:: Given task ::
Continue the passage about parsing IL instructions and their operand types from the point where it ends.

For many instructions, with an operand type of OperandType.InlineNone
, this is the entirety of data for the instruction. For other instructions, with other types of operands, the data for the operand immediately follows the opcode. The full set of operand types, described by the System.Reflection.Emit.OperandType
enumeration, is as follows:
OperandType | Count | Description |
InlineBrTarget | 14 | The operand is a 32-bit integer branch target. |
InlineField | 6 | The operand is a 32-bit metadata token. |
InlineI | 1 | The operand is a 32-bit integer. |
InlineI8 | 1 | The operand is a 64-bit integer. |
InlineMethod | 6 | The operand is a 32-bit metadata token. |
InlineNone | 147 | No operand. |
InlinePhi | 0 | The operand is reserved and should not be used. |
InlineR | 1 | The operand is a 64-bit IEEE floating point number. |
InlineSig | 1 | The operand is a 32-bit metadata signature token. |
InlineString | 1 | The operand is a 32-bit metadata string token. |
InlineSwitch | 1 | The operand is the 32-bit integer argument to a switch instruction. |
InlineTok | 1 | The operand is a 32-bit FieldRef, MethodRef, or TypeRef metadata token. |
InlineType | 17 | The operand is a 32-bit metadata token. |
InlineVar | 6 | The operand is 16-bit integer containing the ordinal of a local variable or an argument. |
ShortInlineBrTarget | 14 | The operand is an 8-bit integer branch target. |
ShortInlineI | 2 | The operand is an 8-bit integer. |
ShortInlineR | 1 | The operand is a 32-bit IEEE floating point number. |
ShortInlineVar | 6 | The operand is an 8-bit integer containing the ordinal of a local variable or an argument. |
The InstructionList.TryCreate
method creates IInstruction
instances from the data in the byte array.
A singleton type AllOpCodes
reflects over the fields in System.Reflection.Emit.OpCodes
to build a table of information for all available operation codes (opcodes). This information includes the numeric value of the opcode and its operand type.

:: Data block ::
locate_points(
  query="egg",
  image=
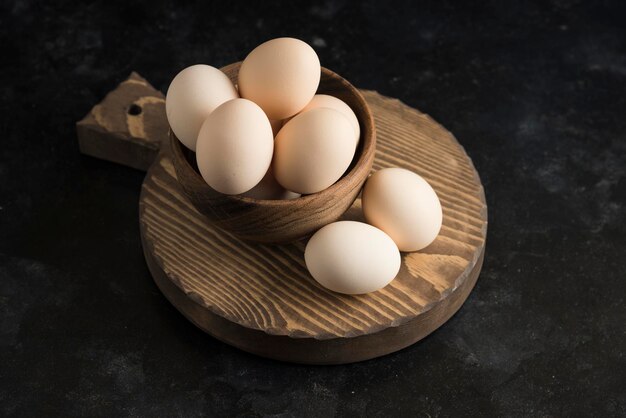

:: Answer ::
It is worth noting that almost all of the data is serialized as little endian values, where the least significant byte is found at the lowest offset. However, there are a couple of notable exceptions. Both opcodes and compressed integral values are stored in big endian format. The complexity of deserialization is handled by the extension methods in the Transeric.Reflection.ReadOnlyListExtensions
class.
There is a clear intent by the architects of Intermediate Language serialization to favor compactness. This is where most of the deserialization complexity arises.
This intent is evident in simple examples, like providing a single byte ldloc.1
instruction, when the five byte ldloc
instruction can provide the same functionality.
It is evident in slightly more complex examples, like metadata tokens. For example, instead of repeating the parameters for a method, for each call instruction, a four byte metadata token that references those parameters is provided.
This complexity reaches its highest point with the calli
instruction. Here, a four byte metadata token (for the signature) is provided. This token in turn references a compressed representation of the method's signature. The focus on compactness elsewhere is laudable. However, I wonder about the trade-off of complexity versus compactness in this particular instance. More honestly, its a real chore to write a description of signature tokens :)
Metadata Tokens
A number of opcodes have an operand that is a "32-bit metadata token". This token is essentially a unique number that can be used to locate the metadata information. The high order 8 bits of the token indicate the type of token (field, method, type, etc.). The low order 24 bits provide a unique identity within that pool of tokens.
The Transeric.Reflection.Token
type, included in the code accompanying this article, makes it easy to separate the parts of a metadata token.
By itself, a metadata token is not very useful. It is necessary to "resolve" the token into its associated metadata information. The System.Reflection.Module
class provides the following methods to accomplish this goal: ResolveField
, ResolveMember
, ResolveMethod
, ResolveSignature
, ResolveString
, and ResolveType
. Consider the following example:
Offset | Data | Description |
00 | 02 00 00 | The unique identity is 2. |
03 | 70 | The token type indicates a string token (TokenType.String ). |
Taken as a whole, this data indicates a reference to the second string in the string metadata table. The System.Reflection.Module.ResolveString
method is used to resolve this token as follows:
string text = module.ResolveString(metadataToken);
With entities that can take generic arguments, the situation is a bit more complex. Consider the following call to the DoSomething
method:
public class MyType<T1>
{
public static void MyMethod<T2>(T2 arg) =>
DoSomething<T1, T2>();
}
To fully resolve the token for the DoSomething
method, it is necessary to know both the type arguments for the enclosing type (MyType
) and the type arguments for the method containing the instruction (MyMethod
). Since the method containing the instruction is known, this information is easy to obtain.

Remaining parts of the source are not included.